+++ Document text

6. Container and IaC Scanning
Your Dockerfile and Terraform files are code. They can contain vulnerabilities, misconfigurations, and secrets just like application code.
Container Image Scanning with Trivy
# Scan a Docker image for OS and library vulnerabilities
trivy image --severity HIGH,CRITICAL myapp:latest
# Scan Dockerfile for misconfigurations
trivy config --severity HIGH,CRITICAL Dockerfile
# Scan Terraform files
trivy config --severity HIGH,CRITICAL ./terraform/
# Common Dockerfile issues Trivy catches:
# - Running as root (no USER instruction)
# - Using :latest tag (unpinned base image)
# - Secrets in ENV or ARG instructions
# - Package manager cache not cleaned
# - Unnecessary packages installed
Secure Dockerfile Pattern
# Stage 1: Build
FROM node:20-alpine AS builder
WORKDIR /app
COPY package*.json ./
RUN npm ci --only=production # Deterministic install
COPY . .

++++++
+++ Data provided

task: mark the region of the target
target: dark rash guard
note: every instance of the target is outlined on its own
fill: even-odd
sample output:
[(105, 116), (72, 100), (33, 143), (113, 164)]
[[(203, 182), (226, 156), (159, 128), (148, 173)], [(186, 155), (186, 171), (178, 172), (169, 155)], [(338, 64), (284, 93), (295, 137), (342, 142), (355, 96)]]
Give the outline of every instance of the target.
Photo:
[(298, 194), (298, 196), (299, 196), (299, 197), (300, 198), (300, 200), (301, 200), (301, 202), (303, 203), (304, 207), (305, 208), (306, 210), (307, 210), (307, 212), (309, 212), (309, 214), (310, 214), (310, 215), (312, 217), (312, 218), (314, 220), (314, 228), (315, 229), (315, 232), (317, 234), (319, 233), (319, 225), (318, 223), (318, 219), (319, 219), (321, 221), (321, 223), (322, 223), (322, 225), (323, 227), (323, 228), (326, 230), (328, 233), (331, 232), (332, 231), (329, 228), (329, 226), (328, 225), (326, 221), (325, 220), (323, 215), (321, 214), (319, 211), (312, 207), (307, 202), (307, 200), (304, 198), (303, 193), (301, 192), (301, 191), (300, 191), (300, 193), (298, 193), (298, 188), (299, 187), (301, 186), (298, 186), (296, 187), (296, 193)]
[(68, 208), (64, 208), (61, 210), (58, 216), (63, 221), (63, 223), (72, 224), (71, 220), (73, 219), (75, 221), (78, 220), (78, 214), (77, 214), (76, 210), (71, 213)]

++++++

Exercise brief:
Answer these questions from the container scanning text:
(a) Which command scans a Dockerfile for misconfigurations?
(b) Which instruction, when missing, leads Trivy to flag a Dockerfile as running as root?
(c) Which base image does the build stage of the secure Dockerfile pattern start from?

The completed task:
(a) trivy config --severity HIGH,CRITICAL Dockerfile
(b) The USER instruction.
(c) node:20-alpine